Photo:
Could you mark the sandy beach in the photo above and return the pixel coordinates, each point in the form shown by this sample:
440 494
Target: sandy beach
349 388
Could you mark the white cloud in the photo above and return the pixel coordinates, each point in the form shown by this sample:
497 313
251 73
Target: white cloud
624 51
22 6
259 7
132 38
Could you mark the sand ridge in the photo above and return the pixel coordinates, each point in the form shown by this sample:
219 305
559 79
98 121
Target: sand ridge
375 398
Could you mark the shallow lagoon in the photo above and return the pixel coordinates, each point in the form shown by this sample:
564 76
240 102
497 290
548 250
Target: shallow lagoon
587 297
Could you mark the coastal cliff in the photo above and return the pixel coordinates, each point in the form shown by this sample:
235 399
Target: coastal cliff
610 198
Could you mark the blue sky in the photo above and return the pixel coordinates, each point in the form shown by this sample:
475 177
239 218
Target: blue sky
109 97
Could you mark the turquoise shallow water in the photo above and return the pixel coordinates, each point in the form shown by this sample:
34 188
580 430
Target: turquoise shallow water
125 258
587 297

To be done:
Rewrite every line of the records above as a single numbered list, leaving out any blank lines.

Worked answer:
1. Photo:
2. Could you mark the sandy beach in the photo above and return the pixel coordinates, each point in the form shown by this sample:
3. 440 494
4. Target: sandy beach
5. 349 388
6. Could you mark the white cloud in the photo above and return the pixel coordinates, each point in the form shown by this sample:
7. 497 313
8. 251 73
9. Target: white cloud
10. 624 51
11. 22 6
12. 259 7
13. 132 38
14. Could you mark the sand ridge in the photo above and return the pixel coordinates, each point in the form shown by this sample:
15. 219 305
16. 559 79
17. 98 121
18. Target: sand ridge
19. 375 398
20. Could you mark the shallow lagoon in the photo above and return the pixel coordinates, each point in the form shown by this sample:
21. 564 76
22. 240 102
23. 497 290
24. 548 250
25. Target: shallow lagoon
26. 587 297
27. Could you mark the coastal cliff in the photo above and return the pixel coordinates, each point in the form shown by this sample:
28. 235 399
29. Target: coastal cliff
30. 610 198
31. Could you mark the blue sky in the photo above and return the pixel coordinates, each point in the form shown by this sample:
32. 475 177
33. 239 218
34. Target: blue sky
35. 109 97
36. Could you mark the turquoise shallow water in the photo above and return the pixel coordinates, each point in the form shown by this sample:
37. 34 188
38. 580 430
39. Target: turquoise shallow water
40. 125 258
41. 587 297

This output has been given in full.